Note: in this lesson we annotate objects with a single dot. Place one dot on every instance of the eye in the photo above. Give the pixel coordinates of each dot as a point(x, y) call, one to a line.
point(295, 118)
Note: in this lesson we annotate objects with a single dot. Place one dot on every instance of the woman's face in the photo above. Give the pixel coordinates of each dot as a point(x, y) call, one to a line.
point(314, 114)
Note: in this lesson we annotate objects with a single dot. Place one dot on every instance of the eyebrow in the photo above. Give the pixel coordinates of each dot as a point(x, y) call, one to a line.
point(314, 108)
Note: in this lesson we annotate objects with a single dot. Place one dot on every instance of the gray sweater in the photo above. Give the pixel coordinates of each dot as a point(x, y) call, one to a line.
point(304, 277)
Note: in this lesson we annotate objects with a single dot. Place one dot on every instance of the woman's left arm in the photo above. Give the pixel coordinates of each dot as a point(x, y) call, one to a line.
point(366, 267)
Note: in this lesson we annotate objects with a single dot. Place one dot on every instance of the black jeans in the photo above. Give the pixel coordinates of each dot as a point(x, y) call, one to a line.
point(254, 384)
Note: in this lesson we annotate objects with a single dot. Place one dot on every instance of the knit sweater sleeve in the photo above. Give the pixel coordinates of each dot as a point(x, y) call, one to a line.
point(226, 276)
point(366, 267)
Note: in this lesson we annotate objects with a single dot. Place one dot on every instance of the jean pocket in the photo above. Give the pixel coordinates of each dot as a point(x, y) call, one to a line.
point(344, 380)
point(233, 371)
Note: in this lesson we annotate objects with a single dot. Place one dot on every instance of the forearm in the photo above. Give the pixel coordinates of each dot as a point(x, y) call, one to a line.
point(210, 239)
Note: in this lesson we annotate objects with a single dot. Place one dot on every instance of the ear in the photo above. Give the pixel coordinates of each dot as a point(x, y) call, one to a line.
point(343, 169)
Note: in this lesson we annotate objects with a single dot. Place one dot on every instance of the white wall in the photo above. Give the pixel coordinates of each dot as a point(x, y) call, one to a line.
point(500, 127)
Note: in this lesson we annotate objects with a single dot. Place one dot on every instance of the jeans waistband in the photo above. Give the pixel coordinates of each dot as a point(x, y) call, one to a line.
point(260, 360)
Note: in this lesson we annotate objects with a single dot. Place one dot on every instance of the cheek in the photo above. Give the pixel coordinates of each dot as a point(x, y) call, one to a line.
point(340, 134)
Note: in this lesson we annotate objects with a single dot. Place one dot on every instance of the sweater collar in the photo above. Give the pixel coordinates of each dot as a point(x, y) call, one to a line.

◆ Prompt ◆
Every line above should be retyped exactly as given.

◆ The completed task ◆
Note: in this lesson we annotate objects with a single dot. Place one dot on every instance of the eye in the photo above. Give the pixel coordinates of each dot as a point(x, y) call, one to a line.
point(295, 118)
Note: in this lesson we annotate objects with a single dot. Place one dot on every instance of the woman's face in the photo above. Give the pixel coordinates of each dot as a point(x, y) call, one to a line.
point(314, 114)
Note: in this lesson we annotate objects with a single dot. Place one dot on every instance of the eyebrow in the photo above. Give the pixel coordinates of each dot as a point(x, y) call, one to a line.
point(314, 108)
Note: in this lesson we annotate objects with a single dot. Place one dot on every instance of the gray sweater in the photo above. Give the pixel coordinates of each dot as a point(x, y) call, one to a line.
point(304, 277)
Note: in this lesson we annotate objects with a single dot. Place one dot on every instance of the woman's left arm in the photo above. Give the pixel coordinates of each dot as a point(x, y) call, one to a line.
point(366, 267)
Note: in this lesson we annotate objects with a single dot. Place one dot on every instance of the black jeans in the photo above. Give the pixel coordinates of each dot as a point(x, y) call, one to a line.
point(254, 384)
Note: in this lesson we annotate objects with a single dot. Place one dot on every instance of the knit sweater sleeve in the photo above. Give the pixel coordinates of each dot as a point(x, y) call, one to a line.
point(226, 276)
point(366, 267)
Note: in this lesson we annotate objects with a single dot. Place one dot on every instance of the jean pocket in the photo above. Give the pixel coordinates of each dot as a point(x, y) call, one to a line.
point(344, 380)
point(233, 371)
Note: in this lesson we annotate objects with a single dot. Place one dot on every instance of the forearm in the photo above. Give the pixel coordinates of each dot as a point(x, y) call, one to a line.
point(210, 239)
Note: in this lesson we annotate objects with a single dot. Place one dot on every instance of the ear in the photo above. Give the pixel coordinates of each dot as a point(x, y) call, one to a line.
point(343, 169)
Note: in this lesson we annotate objects with a single dot. Place one dot on every instance of the white wall in the photo above. Give the pixel coordinates of each dot as a point(x, y) call, one to a line.
point(500, 127)
Note: in this lesson we annotate objects with a single dot. Place one dot on every instance of the jeans waistband in the photo above. Give the pixel coordinates of each dot as a point(x, y) call, one to a line.
point(260, 360)
Note: in this lesson we annotate objects with a single dot. Place one dot on every instance of the cheek in the photo above. Give the pixel coordinates of each dot as a point(x, y) call, one to a line.
point(340, 134)
Note: in this lesson we annotate objects with a single dot. Place one dot on every instance of the sweater collar in the photo above. Give the pixel coordinates of each dot as a point(x, y) call, one to a line.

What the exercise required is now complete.